• What this task involves
Show all the lines in the data below that include the word "dark".

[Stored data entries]
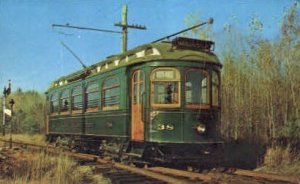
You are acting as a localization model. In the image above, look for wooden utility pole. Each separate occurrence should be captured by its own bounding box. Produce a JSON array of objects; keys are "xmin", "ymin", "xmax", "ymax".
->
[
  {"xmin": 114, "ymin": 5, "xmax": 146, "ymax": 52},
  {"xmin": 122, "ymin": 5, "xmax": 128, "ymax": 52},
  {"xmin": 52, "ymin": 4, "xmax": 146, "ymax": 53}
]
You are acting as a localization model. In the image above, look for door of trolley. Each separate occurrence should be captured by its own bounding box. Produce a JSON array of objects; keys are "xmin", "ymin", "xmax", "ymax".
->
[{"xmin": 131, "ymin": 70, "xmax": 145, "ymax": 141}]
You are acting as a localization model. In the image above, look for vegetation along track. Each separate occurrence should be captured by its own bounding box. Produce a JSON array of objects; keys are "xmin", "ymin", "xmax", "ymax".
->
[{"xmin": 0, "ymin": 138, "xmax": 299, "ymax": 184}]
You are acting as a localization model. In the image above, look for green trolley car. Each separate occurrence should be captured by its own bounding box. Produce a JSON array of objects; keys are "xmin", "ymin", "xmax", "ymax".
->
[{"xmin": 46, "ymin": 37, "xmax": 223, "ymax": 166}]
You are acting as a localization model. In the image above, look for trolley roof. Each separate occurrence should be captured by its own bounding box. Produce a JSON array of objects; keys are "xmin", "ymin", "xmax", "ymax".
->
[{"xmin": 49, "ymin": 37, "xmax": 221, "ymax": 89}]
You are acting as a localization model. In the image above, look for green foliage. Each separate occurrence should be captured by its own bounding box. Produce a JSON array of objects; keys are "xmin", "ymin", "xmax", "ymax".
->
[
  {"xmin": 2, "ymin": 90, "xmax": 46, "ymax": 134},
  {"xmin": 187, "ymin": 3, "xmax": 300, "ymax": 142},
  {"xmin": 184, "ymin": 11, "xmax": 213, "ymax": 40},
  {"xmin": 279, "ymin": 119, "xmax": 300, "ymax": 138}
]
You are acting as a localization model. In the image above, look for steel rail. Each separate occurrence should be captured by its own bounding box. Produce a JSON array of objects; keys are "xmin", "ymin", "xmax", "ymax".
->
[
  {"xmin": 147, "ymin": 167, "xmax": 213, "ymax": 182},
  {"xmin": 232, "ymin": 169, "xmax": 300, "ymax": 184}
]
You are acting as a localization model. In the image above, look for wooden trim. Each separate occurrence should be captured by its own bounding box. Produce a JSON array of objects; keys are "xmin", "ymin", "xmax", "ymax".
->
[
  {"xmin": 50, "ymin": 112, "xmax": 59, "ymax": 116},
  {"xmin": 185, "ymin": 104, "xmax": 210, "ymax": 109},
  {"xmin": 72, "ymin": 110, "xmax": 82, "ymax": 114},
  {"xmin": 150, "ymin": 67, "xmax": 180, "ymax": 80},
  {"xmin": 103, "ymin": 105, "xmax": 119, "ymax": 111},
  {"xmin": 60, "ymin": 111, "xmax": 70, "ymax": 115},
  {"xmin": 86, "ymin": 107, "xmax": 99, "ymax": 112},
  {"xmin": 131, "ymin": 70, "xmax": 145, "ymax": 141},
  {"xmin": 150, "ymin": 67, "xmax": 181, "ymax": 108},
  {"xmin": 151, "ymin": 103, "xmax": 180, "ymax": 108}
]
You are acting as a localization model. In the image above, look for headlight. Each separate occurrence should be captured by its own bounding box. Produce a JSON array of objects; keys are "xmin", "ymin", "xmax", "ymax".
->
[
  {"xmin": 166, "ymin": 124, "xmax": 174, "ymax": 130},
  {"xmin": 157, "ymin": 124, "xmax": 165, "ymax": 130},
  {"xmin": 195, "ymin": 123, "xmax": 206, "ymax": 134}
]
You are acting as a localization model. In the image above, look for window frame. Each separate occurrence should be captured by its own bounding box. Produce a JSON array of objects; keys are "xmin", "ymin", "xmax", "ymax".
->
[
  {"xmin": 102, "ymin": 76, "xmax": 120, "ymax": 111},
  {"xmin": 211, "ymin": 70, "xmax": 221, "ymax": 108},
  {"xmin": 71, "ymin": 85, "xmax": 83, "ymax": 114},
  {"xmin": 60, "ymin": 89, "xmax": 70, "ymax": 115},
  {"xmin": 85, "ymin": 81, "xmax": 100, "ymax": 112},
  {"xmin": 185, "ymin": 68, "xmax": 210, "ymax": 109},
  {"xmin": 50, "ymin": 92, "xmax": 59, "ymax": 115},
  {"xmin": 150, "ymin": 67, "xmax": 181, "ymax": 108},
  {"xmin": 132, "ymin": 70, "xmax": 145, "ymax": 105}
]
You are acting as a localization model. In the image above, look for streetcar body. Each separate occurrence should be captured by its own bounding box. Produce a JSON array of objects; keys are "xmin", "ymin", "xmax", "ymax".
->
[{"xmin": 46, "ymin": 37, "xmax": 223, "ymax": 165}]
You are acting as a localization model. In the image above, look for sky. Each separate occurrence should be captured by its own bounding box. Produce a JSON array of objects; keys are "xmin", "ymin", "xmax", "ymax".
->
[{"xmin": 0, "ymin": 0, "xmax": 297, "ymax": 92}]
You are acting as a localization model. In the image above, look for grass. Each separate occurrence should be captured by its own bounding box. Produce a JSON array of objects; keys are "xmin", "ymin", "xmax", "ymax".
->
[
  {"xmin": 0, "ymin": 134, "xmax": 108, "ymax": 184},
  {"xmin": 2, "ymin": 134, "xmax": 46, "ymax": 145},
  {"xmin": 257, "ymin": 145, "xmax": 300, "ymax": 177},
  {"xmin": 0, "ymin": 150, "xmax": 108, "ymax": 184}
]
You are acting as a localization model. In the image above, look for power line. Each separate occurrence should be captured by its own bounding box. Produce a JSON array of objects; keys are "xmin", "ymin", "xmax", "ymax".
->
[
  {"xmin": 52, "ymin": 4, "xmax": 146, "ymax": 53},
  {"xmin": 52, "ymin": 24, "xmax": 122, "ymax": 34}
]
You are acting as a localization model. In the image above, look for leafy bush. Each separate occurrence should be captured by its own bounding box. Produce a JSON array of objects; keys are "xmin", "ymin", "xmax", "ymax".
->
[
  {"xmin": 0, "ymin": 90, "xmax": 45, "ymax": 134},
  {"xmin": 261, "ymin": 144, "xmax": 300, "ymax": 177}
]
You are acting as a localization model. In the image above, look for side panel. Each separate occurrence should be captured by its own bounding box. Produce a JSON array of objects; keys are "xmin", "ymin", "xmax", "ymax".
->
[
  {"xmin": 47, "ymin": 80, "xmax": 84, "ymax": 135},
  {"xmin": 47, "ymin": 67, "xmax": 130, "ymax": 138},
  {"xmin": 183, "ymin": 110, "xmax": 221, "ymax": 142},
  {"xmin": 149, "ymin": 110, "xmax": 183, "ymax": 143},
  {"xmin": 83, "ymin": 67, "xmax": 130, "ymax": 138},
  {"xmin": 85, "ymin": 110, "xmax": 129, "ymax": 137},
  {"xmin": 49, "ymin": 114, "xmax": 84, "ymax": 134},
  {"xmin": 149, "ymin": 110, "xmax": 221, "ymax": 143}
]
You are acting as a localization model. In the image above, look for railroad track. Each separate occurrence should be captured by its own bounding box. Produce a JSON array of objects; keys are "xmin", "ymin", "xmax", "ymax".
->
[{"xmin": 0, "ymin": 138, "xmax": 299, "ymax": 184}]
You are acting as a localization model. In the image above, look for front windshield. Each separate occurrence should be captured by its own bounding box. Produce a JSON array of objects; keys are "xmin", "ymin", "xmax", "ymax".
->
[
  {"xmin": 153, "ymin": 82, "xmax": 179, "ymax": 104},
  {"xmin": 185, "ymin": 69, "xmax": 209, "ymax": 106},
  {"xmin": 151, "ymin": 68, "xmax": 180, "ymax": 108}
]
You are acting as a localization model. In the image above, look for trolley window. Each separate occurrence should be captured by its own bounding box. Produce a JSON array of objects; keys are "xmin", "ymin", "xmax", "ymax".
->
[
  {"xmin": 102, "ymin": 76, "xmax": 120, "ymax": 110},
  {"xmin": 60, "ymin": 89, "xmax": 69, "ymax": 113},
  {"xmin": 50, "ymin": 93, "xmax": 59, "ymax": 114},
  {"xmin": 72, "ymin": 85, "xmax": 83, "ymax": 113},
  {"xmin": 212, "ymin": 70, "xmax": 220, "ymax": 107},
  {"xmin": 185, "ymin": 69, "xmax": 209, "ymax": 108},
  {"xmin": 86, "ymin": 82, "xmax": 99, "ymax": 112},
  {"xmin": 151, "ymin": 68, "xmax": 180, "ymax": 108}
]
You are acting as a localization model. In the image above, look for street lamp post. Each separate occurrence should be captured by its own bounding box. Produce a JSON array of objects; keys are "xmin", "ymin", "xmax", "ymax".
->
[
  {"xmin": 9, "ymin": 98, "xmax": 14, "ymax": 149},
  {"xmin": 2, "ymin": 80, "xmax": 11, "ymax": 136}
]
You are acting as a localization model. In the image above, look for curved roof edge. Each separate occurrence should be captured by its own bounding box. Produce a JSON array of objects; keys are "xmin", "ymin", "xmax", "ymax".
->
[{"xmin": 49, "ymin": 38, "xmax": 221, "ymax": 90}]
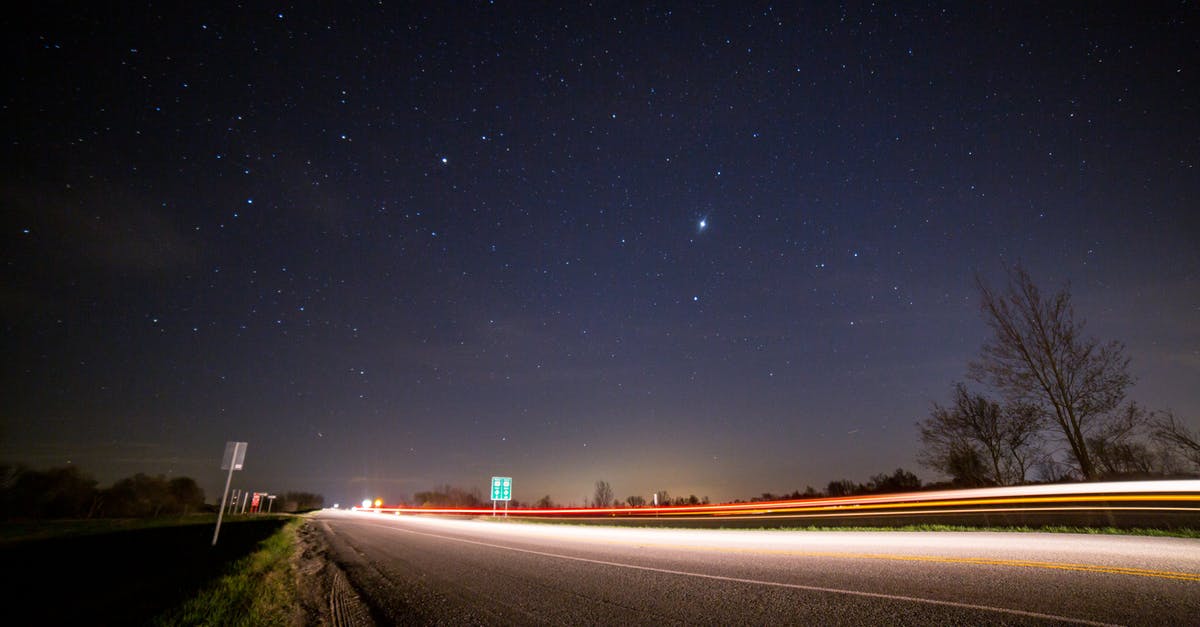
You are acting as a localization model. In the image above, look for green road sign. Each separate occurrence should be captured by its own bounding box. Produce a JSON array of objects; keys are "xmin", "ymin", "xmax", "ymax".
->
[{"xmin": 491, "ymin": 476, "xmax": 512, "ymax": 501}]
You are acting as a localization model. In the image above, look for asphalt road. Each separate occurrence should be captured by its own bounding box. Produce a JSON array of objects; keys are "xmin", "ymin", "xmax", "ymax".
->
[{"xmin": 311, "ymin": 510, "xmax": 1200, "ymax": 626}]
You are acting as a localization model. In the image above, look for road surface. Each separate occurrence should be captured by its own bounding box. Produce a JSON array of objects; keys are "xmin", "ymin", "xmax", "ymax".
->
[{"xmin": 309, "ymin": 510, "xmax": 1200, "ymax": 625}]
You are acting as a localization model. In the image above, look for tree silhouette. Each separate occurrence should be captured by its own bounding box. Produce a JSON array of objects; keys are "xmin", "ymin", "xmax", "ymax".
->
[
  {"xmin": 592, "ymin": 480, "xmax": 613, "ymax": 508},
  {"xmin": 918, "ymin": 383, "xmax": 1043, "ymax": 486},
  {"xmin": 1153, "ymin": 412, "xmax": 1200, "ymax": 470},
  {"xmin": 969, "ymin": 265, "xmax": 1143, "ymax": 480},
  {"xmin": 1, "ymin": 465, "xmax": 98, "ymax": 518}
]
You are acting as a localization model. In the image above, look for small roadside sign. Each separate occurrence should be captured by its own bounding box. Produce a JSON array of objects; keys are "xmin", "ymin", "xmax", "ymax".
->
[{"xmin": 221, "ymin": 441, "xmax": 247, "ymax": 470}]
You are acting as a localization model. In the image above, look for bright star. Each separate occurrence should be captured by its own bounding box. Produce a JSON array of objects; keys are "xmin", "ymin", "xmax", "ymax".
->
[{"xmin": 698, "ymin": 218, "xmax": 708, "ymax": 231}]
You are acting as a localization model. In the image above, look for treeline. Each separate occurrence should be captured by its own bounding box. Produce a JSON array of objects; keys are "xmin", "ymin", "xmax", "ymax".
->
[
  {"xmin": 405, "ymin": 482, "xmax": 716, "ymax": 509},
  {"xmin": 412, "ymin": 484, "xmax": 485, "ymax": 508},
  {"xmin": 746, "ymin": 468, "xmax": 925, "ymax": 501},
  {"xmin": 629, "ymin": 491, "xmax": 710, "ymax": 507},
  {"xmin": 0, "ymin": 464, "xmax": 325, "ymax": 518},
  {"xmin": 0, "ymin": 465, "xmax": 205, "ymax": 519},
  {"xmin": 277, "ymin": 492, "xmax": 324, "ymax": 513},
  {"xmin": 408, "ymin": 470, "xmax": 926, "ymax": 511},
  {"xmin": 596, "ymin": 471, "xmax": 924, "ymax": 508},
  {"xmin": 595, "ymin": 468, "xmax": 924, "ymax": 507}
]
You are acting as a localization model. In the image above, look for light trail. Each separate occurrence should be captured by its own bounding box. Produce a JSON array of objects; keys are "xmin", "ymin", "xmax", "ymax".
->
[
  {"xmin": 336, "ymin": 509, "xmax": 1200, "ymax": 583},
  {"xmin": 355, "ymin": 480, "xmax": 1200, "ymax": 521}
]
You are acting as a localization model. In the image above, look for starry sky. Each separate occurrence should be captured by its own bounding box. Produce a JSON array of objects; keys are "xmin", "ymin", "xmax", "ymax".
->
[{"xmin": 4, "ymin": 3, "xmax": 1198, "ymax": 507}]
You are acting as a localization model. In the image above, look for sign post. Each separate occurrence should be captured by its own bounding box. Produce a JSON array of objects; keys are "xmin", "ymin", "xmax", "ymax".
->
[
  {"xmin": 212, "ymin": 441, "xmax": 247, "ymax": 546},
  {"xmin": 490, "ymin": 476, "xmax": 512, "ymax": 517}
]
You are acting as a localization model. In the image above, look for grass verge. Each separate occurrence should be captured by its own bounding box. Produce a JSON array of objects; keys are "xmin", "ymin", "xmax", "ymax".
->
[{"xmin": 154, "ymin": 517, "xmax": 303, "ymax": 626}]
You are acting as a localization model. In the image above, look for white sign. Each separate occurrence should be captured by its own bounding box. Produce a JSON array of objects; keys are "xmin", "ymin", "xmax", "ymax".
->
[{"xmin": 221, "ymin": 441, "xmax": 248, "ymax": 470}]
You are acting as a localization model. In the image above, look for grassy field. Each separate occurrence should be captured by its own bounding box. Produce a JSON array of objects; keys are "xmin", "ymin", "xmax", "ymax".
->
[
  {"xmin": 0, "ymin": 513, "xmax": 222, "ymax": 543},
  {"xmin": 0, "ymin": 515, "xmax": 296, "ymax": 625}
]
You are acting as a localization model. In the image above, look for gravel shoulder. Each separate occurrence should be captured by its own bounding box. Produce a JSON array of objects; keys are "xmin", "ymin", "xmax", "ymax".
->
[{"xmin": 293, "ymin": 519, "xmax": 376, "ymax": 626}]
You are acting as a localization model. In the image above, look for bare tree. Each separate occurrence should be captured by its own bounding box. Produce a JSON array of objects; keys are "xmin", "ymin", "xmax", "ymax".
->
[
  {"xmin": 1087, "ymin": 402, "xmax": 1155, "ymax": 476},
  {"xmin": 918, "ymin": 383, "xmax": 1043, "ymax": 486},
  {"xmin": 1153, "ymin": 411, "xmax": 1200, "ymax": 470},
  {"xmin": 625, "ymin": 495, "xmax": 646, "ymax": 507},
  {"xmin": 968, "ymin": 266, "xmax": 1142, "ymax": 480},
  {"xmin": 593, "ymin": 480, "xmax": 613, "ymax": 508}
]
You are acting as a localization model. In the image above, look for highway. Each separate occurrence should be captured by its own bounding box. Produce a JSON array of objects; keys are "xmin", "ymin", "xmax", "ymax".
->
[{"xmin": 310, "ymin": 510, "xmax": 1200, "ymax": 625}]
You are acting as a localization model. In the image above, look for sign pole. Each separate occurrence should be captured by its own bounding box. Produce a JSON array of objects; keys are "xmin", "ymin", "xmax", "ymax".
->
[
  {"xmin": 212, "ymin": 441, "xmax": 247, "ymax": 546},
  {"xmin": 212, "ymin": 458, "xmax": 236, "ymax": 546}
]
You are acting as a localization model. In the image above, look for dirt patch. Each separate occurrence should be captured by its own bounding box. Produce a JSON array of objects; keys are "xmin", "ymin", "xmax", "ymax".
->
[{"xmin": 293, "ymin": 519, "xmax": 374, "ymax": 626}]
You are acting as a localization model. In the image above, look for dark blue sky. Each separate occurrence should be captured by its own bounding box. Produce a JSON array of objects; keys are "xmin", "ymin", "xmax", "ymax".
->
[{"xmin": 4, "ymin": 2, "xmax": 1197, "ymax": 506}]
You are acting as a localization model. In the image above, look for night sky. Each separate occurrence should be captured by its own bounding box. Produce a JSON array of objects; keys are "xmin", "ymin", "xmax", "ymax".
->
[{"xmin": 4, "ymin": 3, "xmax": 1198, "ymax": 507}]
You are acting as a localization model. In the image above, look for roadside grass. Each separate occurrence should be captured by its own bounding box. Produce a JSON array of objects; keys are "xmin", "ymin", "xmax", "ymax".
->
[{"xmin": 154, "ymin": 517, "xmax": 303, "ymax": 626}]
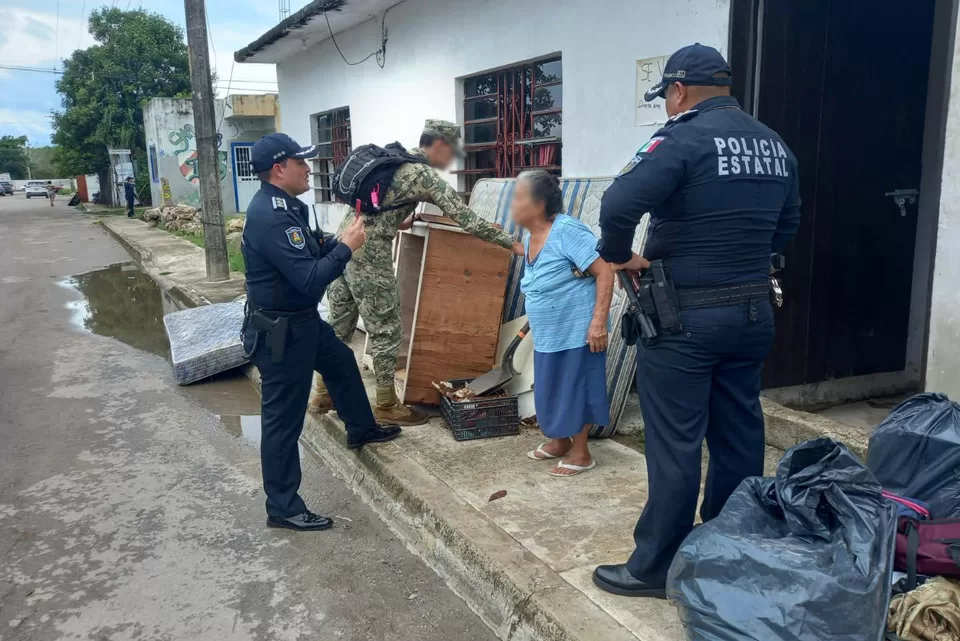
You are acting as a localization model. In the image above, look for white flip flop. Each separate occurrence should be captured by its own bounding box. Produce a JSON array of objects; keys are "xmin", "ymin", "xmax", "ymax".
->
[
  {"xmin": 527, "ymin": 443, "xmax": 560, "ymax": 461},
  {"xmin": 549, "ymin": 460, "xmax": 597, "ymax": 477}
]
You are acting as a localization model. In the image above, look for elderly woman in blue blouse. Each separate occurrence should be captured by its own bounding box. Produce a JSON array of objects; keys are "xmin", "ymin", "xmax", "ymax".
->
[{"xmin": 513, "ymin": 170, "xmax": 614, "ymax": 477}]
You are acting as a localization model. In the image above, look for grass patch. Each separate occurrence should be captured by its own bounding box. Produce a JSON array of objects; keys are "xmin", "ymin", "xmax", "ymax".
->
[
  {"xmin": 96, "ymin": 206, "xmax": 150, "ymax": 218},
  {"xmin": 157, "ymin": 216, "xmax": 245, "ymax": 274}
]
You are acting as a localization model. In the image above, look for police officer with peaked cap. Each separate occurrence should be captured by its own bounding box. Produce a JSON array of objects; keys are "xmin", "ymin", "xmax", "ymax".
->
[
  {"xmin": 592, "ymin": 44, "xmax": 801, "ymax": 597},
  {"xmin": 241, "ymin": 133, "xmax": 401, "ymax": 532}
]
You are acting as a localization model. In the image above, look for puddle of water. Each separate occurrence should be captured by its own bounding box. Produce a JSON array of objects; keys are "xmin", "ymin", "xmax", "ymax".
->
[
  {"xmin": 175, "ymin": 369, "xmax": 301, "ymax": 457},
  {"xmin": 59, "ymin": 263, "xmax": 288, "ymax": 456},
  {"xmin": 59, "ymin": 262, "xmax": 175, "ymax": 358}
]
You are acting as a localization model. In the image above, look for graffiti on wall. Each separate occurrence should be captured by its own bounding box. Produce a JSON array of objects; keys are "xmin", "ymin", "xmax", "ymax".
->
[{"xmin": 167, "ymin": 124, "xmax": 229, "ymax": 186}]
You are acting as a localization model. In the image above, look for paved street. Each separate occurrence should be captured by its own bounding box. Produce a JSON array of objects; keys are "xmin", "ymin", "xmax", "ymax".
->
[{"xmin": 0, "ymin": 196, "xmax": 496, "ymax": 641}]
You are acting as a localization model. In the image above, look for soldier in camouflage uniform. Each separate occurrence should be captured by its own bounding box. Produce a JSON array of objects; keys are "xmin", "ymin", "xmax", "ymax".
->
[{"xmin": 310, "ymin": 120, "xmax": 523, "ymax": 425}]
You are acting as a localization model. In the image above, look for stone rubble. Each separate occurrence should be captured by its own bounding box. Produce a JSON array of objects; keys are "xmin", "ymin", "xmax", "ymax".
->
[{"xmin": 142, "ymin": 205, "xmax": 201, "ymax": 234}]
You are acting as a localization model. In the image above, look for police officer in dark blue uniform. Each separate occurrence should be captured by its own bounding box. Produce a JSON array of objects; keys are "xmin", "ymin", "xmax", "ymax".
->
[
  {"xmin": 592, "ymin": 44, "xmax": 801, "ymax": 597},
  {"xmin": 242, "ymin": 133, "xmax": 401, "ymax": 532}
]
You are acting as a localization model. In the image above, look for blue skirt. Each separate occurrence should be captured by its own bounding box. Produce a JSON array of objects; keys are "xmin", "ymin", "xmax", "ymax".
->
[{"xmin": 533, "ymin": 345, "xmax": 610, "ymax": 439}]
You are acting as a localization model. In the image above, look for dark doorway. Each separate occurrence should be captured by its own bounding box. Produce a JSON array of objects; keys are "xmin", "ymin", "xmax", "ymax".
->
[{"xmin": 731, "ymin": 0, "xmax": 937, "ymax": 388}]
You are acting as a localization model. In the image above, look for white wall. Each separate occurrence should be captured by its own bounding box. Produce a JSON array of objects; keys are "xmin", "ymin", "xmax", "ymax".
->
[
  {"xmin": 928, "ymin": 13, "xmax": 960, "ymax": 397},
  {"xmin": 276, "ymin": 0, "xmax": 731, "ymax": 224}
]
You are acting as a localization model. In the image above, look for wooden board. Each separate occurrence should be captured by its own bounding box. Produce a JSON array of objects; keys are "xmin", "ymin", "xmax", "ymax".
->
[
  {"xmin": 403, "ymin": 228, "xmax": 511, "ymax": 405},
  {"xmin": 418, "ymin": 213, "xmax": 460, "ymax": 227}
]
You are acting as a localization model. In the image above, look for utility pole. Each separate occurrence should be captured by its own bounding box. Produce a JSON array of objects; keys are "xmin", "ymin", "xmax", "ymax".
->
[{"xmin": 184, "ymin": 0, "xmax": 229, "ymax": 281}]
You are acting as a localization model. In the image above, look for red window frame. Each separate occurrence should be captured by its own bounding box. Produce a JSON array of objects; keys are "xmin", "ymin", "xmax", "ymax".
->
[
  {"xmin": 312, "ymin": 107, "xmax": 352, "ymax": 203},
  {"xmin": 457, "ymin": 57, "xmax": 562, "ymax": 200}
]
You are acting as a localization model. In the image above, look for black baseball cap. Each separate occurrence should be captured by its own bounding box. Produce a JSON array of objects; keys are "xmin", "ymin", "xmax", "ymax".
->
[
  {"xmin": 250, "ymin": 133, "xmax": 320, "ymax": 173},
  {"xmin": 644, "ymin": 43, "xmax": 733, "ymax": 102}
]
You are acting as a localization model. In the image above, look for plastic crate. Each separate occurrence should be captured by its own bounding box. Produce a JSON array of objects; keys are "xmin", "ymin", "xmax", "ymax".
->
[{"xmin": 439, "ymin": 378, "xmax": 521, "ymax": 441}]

• Exercise answer
You are acting as a localization model. In the image above, look for dark blue sky. Each separate occurrence should be captured by its own bounding box. Produce a JSON array of objects; keys are "xmin", "ymin", "xmax", "ymax".
You are acting as a localization model. In the image above, look for police officer in dark blue uniform. Each separate occurrence should be captured by its own bounding box. Produce a JSON array of objects; keys are "xmin", "ymin", "xmax", "ymax".
You are acting as a localization model. In the image above, look for dark doorway. Each separate occurrence should be captured by its own bounding box. Produce a JSON array of objects; keys are "xmin", "ymin", "xmax", "ymax".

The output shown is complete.